§ **The task**
Output, as a JSON list of strings with one string per line and blank lines left out, only the part of the records below that opens with the line containing "the dough residue" and closes with the line containing "pixel 294 561", both lines included.

§ **Records provided**

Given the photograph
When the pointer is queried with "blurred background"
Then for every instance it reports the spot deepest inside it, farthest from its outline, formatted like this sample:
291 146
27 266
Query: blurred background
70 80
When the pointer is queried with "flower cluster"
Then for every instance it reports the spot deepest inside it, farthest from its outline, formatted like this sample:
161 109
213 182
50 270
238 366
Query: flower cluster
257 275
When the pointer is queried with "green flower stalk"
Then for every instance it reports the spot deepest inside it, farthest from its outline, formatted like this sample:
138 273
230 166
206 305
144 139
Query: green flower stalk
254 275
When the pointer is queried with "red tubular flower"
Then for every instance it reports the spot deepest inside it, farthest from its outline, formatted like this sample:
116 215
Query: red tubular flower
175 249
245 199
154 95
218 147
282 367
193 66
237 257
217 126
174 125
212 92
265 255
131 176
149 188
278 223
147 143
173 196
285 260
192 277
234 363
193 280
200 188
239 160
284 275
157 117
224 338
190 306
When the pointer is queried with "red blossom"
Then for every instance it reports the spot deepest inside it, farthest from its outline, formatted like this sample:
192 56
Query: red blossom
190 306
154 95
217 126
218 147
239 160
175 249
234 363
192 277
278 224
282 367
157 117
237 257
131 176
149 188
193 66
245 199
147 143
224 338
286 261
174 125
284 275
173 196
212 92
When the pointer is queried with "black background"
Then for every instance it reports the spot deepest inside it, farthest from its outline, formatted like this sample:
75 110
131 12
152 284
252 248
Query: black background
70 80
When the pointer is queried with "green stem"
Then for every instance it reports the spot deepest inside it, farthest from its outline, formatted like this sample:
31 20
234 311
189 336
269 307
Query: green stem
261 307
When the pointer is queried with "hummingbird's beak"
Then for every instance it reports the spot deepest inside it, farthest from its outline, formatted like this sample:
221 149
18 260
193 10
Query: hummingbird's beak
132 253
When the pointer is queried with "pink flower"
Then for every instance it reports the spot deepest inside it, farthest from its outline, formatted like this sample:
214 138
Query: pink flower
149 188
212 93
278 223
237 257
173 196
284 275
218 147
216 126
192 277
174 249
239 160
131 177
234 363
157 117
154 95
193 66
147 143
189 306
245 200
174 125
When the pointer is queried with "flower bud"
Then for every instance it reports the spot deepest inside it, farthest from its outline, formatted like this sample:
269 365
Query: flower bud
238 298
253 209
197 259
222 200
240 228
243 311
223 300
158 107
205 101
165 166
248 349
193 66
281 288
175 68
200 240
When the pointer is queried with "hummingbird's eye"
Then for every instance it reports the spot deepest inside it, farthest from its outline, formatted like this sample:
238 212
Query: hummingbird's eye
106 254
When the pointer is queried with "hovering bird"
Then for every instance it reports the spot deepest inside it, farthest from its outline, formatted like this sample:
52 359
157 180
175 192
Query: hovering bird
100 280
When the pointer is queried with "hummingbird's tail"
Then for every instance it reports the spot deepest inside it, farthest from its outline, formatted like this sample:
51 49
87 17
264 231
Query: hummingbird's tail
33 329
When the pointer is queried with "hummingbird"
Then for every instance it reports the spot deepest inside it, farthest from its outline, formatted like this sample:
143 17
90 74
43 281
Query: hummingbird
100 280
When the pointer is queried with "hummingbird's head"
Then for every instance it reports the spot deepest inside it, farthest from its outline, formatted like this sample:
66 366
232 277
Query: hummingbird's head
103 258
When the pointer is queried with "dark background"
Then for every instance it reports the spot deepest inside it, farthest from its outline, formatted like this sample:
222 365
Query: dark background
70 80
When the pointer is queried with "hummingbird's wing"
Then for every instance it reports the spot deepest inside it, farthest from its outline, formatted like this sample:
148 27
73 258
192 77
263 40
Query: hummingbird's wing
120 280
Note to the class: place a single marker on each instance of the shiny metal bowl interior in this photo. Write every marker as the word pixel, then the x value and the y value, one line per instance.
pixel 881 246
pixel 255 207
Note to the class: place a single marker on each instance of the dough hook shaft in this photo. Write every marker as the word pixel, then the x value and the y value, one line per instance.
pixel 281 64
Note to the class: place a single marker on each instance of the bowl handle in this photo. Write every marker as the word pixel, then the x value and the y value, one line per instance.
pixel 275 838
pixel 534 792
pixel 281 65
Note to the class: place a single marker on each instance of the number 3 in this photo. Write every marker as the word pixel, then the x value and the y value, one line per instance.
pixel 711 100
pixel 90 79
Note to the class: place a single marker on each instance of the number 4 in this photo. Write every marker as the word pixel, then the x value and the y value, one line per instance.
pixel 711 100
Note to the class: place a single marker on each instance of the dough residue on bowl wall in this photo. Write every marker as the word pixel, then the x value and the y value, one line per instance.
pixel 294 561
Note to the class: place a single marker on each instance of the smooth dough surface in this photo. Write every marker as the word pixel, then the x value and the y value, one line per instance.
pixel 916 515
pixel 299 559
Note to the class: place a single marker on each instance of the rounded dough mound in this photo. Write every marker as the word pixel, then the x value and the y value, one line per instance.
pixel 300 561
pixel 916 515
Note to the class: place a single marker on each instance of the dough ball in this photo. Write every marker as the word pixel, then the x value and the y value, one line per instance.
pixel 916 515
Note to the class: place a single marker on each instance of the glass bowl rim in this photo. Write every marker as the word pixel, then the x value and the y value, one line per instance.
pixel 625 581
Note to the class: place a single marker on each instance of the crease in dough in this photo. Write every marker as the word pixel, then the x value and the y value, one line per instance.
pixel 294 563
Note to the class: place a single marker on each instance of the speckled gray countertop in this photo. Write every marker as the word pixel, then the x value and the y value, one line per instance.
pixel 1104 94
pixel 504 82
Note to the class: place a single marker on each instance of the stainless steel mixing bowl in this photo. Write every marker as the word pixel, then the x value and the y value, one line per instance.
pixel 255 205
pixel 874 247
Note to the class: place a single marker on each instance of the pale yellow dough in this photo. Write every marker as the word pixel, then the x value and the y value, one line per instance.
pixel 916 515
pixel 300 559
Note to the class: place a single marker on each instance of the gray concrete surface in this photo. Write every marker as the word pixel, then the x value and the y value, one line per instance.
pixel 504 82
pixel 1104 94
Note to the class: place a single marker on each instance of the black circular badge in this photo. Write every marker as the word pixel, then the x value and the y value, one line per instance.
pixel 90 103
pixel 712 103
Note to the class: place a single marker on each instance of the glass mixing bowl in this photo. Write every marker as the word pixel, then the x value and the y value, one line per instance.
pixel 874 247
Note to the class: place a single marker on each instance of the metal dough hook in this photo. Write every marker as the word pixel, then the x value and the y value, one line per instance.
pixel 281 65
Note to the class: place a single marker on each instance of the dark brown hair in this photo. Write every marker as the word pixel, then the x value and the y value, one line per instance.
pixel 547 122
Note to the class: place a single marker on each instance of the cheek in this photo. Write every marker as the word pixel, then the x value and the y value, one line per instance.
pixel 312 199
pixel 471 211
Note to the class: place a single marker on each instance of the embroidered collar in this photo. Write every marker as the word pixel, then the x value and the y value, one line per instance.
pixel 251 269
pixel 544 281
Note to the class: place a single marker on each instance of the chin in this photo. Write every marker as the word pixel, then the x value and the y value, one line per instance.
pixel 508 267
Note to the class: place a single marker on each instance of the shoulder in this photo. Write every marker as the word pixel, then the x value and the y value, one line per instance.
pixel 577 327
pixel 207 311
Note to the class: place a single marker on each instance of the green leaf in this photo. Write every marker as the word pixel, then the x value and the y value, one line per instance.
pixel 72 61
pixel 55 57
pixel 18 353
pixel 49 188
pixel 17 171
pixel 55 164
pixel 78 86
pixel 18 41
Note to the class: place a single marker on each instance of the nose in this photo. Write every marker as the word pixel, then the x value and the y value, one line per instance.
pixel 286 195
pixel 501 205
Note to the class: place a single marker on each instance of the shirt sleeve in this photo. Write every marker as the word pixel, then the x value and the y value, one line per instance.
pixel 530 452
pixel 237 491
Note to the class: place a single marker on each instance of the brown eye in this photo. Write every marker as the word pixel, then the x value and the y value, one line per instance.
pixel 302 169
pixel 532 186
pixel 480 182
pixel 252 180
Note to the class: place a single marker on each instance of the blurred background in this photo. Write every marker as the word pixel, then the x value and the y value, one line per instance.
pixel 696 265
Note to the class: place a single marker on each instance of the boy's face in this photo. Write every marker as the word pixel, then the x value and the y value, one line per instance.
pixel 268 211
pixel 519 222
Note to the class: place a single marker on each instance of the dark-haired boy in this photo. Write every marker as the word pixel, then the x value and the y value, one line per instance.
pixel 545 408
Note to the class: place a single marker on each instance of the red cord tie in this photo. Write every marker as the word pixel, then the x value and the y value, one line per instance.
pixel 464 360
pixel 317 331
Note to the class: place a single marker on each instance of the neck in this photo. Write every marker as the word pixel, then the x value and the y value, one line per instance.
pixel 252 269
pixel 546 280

§ **Correct result**
[
  "Note to the class: place a single marker on each instance of the dough residue on bowl wall in this photo. Write every marker as the word pixel, then the x value and the y value, one line per instance.",
  "pixel 294 561"
]